> _Data for this task_:
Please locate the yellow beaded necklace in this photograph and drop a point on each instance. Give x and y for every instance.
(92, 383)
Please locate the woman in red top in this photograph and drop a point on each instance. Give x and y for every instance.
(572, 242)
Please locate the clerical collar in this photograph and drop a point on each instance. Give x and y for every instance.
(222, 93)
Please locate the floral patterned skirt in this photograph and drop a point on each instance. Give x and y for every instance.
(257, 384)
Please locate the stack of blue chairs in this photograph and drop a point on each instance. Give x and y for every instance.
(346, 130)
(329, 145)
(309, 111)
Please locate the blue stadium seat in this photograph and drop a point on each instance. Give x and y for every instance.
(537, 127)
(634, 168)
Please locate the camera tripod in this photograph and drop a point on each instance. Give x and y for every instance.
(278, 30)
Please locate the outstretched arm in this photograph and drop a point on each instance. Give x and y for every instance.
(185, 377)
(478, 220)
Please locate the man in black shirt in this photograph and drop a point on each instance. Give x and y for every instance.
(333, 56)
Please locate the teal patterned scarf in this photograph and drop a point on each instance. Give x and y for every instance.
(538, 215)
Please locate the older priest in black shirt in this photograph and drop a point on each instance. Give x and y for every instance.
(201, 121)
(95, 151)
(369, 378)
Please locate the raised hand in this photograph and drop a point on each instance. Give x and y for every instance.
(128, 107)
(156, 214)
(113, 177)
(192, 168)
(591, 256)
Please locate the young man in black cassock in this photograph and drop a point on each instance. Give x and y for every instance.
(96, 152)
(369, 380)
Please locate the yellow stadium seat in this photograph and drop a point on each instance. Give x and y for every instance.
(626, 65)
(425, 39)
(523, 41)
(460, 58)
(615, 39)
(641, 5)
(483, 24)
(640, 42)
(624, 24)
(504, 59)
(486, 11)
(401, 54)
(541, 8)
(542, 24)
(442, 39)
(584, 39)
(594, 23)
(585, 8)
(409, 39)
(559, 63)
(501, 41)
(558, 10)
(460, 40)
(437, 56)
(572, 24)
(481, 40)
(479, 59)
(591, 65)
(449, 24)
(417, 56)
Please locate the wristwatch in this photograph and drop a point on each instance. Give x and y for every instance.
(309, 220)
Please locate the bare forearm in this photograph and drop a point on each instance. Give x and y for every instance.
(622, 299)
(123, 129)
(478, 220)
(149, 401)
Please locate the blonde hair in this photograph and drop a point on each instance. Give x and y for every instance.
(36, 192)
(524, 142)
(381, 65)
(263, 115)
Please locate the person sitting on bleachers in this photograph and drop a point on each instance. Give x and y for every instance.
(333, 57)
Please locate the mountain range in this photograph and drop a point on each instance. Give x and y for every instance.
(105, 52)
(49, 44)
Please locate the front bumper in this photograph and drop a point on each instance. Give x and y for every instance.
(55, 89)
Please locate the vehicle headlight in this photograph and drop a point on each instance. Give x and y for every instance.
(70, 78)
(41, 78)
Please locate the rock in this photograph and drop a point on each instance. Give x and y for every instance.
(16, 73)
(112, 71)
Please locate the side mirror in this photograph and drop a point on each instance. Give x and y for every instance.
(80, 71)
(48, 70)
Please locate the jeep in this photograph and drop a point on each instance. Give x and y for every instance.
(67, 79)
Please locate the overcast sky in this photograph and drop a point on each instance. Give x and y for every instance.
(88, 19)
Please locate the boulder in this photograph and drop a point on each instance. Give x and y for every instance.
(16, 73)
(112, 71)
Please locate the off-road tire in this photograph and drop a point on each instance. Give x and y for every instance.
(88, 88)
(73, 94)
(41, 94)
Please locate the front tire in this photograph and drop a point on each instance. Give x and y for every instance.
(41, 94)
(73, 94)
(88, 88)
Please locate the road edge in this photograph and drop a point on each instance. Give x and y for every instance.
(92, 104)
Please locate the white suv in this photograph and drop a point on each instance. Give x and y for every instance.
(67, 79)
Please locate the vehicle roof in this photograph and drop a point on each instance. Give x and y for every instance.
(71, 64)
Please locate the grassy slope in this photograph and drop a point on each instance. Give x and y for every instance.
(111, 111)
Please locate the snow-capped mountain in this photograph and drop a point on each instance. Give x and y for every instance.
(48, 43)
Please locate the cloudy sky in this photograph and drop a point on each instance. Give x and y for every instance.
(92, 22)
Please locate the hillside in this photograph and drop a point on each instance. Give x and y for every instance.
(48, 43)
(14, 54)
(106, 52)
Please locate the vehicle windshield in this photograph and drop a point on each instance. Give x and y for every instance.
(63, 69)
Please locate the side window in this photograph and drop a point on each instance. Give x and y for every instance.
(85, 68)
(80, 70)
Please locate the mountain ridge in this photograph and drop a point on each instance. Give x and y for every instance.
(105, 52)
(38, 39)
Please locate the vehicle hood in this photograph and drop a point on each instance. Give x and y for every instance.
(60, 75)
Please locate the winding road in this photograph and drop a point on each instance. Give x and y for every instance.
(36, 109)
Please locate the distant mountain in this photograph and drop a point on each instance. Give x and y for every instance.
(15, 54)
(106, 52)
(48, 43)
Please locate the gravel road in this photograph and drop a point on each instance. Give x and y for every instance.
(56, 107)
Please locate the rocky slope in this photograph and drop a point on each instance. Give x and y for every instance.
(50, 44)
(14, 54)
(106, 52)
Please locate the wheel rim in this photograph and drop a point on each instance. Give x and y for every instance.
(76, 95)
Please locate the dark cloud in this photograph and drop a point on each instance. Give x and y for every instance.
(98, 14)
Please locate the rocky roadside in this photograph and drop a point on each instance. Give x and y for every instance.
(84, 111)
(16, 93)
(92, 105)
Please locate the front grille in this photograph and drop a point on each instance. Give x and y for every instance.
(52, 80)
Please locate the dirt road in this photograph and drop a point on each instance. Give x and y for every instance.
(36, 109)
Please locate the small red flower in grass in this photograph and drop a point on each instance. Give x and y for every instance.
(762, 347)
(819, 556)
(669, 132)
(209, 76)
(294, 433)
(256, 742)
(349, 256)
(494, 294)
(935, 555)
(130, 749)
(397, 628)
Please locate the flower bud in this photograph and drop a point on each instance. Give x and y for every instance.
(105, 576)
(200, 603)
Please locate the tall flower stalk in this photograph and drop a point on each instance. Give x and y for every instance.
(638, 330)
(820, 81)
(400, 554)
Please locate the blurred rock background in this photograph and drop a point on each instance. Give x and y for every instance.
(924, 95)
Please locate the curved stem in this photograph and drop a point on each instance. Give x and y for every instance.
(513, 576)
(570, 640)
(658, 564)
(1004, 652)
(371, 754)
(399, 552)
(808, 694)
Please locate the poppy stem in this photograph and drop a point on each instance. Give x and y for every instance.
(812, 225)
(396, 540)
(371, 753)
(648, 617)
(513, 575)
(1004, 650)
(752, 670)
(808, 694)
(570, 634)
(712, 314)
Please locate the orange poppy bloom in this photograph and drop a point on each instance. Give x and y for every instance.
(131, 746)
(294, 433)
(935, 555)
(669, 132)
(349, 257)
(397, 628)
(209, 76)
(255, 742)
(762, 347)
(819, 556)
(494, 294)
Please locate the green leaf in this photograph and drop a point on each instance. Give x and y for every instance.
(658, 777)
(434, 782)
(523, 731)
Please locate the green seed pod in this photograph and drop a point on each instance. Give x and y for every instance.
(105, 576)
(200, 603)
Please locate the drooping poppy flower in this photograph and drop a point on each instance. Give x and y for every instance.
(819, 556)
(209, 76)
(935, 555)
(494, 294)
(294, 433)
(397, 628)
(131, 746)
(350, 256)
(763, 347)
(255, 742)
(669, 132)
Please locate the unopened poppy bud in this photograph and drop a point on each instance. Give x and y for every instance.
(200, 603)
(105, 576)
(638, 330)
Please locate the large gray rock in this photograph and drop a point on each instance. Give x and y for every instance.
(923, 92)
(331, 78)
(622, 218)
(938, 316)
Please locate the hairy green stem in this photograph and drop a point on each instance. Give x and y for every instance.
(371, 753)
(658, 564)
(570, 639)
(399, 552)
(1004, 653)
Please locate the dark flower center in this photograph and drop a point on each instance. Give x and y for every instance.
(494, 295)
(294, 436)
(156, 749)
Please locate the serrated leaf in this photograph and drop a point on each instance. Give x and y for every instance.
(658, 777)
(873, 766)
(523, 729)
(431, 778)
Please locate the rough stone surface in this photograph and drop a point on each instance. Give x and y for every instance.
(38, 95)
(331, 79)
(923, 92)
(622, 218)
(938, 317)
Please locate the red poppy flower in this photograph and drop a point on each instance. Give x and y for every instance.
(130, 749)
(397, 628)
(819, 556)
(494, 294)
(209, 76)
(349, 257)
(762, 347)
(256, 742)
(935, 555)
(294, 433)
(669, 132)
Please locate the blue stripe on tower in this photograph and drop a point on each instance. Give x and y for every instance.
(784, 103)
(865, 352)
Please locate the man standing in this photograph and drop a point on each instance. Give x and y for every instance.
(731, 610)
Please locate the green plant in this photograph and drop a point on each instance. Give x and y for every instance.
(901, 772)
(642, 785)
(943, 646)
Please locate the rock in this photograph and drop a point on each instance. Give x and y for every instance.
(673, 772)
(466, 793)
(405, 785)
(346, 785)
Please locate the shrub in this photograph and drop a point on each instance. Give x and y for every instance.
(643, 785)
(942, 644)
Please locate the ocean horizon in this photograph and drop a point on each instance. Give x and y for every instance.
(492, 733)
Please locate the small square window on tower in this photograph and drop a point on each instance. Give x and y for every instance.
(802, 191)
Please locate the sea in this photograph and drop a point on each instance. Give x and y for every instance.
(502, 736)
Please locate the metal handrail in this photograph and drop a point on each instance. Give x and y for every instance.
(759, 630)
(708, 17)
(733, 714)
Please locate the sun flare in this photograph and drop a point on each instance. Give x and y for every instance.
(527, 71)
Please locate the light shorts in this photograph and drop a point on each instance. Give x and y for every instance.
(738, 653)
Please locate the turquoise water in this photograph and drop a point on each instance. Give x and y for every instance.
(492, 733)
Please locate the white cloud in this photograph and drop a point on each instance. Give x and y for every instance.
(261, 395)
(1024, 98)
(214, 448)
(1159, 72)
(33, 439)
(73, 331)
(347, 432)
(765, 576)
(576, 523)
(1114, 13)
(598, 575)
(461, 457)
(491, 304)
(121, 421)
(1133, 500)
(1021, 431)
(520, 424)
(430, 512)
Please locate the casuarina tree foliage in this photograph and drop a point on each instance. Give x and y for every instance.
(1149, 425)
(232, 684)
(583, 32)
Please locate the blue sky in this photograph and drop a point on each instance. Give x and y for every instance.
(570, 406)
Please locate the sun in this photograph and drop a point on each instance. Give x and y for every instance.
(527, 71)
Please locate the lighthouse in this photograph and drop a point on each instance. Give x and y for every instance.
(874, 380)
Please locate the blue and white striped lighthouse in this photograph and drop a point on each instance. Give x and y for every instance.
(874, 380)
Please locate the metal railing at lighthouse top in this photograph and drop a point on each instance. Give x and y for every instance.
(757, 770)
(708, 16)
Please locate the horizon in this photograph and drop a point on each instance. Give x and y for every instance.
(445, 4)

> _Your instructions_: Would you transcribe exactly the lines from the one containing "Please locate the sea" to the end of the material, and leave out the rest?

> _Solution_:
Please locate the sea in this photograph and drop a point on each instance. Give x and y for every instance.
(502, 736)
Please locate the metal handrail in this photograph and drop a point on each instance. Give x and y for every instance.
(759, 630)
(708, 17)
(733, 714)
Please locate the sun flare in this photograph and drop a point on each instance. Give x and y for every instance.
(527, 71)
Please locate the light shorts in this photograph and drop a point on each instance. Give x and y for every instance.
(738, 653)
Please locate the turquoise water in this photograph and drop a point on each instance. Give x and y for every instance.
(492, 733)
Please locate the white cloud in this photograph and drop a point on each instance. Give x and y for every instance.
(261, 395)
(1024, 98)
(214, 448)
(1159, 72)
(33, 439)
(73, 331)
(347, 432)
(765, 576)
(576, 523)
(1114, 13)
(598, 575)
(461, 457)
(491, 304)
(121, 421)
(1133, 500)
(1021, 431)
(520, 424)
(430, 512)
Please locate the casuarina tree foliage in this photograph and drop a point on each instance. Give x and y for every instance.
(1149, 425)
(232, 684)
(583, 32)
Please locate the blue sky in this photograph and drop a point on each instance. Give x and y for every instance.
(570, 406)
Please locate the sun in this photograph and drop a point on each instance. Give x and y for every instance.
(527, 71)
Please locate the lighthouse in this photograph and drop a point on each instance. Give x and y for every instance.
(874, 380)
Please locate the blue and white striped lighthouse in this photograph and drop a point on each instance. Give x and y for every instance.
(874, 380)
Please locate the metal railing at lighthouse top in this photograph and drop a point on each instance. Give x and y for every instance.
(757, 770)
(708, 16)
Please locate the horizon in this photograph and drop a point on each instance. Give x and y for every instance.
(445, 4)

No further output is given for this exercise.